- **ТЕКСТ ДЛЯ ЧТЕНИЯ**
******
Такое выступление, хотя и не содержало героического момента (как у Н. И. Мордовченко), но все равно было исключительным явлением, значение которого можно определить словами Ольги Федоровны Берггольц из блокадного «Ленинградского дневника», обращенными тогда к Георгию Пантелеймоновичу:
И ты, мой друг, ты даже в годы мира,
Как полдень жизни будешь вспоминать…[946]
Вышедший затем студент-партиец И. Ф. Соломыков повторил, хотя и сдержаннее, тезисы об идеологических ошибках профессора Б. Г. Реизова, уже провозглашенные им на партсобрании. Возможно, предыдущий оратор оказал свое воздействие, но завершал выступление студент без кровожадности:
«В заключение я хотел бы сказать, что мы, студенты, относимся к Борису Георгиевичу как к своему учителю, который помогает нам в смысле формирования определенного мировоззрения и определенного критерия в подходе к литературе. Борис Георгиевич является для нас очень большим научным авторитетом, это человек, который обладает особым умением преподнести материал, и не только преподнести, но и заставить прочувствовать его. Эта сила его воздействия играет большую роль в воспитании студентов, и поэтому ему необходимо пересмотреть некоторые свои положения»[947].
Если на партсобрании Борис Георгиевич по известной причине не мог присутствовать и ответить, то здесь он не преминул взять слово и… полностью раскаяться:
«…На меня произвело прямо потрясающее впечатление письмо неизвестного студента III курса, прочитанное А. Г. Дементьевым. Оно адресовано нам, научным работникам, которые обычно трудятся в своих кабинетах и сознательно редко выходят на малую или большую аудиторию, и часто не понимают, какую роль играет их деятельность в идеологической жизни страны. Литературоведение должно быть боевым, политически острым. Для этого, прежде всего, необходимо проверять свою методологию, следить за тем, чтобы она была последовательна, логична, чтобы в наше исследование не могли проникнуть вредоносные космополитические идеи.
******
Объекты из источника данных:
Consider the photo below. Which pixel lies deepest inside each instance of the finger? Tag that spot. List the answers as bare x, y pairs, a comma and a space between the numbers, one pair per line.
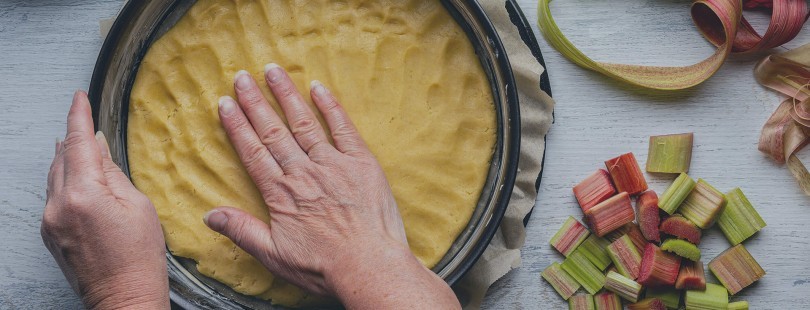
344, 133
268, 125
246, 231
257, 159
81, 152
56, 172
117, 181
303, 123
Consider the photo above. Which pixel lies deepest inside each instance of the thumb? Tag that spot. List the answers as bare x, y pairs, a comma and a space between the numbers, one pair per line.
245, 230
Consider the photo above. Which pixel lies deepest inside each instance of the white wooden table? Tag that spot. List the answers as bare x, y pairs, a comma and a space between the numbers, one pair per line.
48, 49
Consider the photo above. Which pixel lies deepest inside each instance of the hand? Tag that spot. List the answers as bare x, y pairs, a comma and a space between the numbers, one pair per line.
103, 233
334, 225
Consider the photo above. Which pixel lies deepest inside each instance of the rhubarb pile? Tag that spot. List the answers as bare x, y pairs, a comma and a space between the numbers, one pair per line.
649, 257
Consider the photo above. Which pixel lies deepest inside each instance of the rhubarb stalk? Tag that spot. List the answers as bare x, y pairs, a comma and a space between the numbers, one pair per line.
670, 153
736, 268
691, 276
595, 249
610, 214
626, 288
626, 174
626, 257
703, 205
607, 301
658, 268
580, 268
739, 220
581, 302
682, 228
715, 297
569, 236
594, 189
648, 216
561, 281
676, 193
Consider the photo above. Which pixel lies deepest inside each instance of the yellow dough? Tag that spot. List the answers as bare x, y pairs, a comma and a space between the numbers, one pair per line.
404, 70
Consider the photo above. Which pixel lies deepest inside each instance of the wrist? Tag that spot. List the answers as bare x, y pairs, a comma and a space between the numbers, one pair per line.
128, 292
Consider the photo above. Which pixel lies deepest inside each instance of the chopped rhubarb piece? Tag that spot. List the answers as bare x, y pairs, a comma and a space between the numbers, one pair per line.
680, 227
610, 214
581, 302
569, 237
676, 193
737, 305
681, 248
691, 276
670, 296
703, 205
626, 288
648, 216
670, 153
648, 304
607, 301
658, 268
594, 189
631, 230
560, 280
626, 257
581, 269
736, 268
595, 249
714, 297
626, 174
739, 220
******
- **ЗАДАНИЕ**
Процитируйте из текста о выступлениях по поводу Б. Г. Реизова часть, которая начинается со слов, содержащих «Если на партсобрании», и заканчивается словами «вредоносные космополитические идеи.».

- **ОТВЕТ**
Если на партсобрании Борис Георгиевич по известной причине не мог присутствовать и ответить, то здесь он не преминул взять слово и… полностью раскаяться:
«…На меня произвело прямо потрясающее впечатление письмо неизвестного студента III курса, прочитанное А. Г. Дементьевым. Оно адресовано нам, научным работникам, которые обычно трудятся в своих кабинетах и сознательно редко выходят на малую или большую аудиторию, и часто не понимают, какую роль играет их деятельность в идеологической жизни страны. Литературоведение должно быть боевым, политически острым. Для этого, прежде всего, необходимо проверять свою методологию, следить за тем, чтобы она была последовательна, логична, чтобы в наше исследование не могли проникнуть вредоносные космополитические идеи.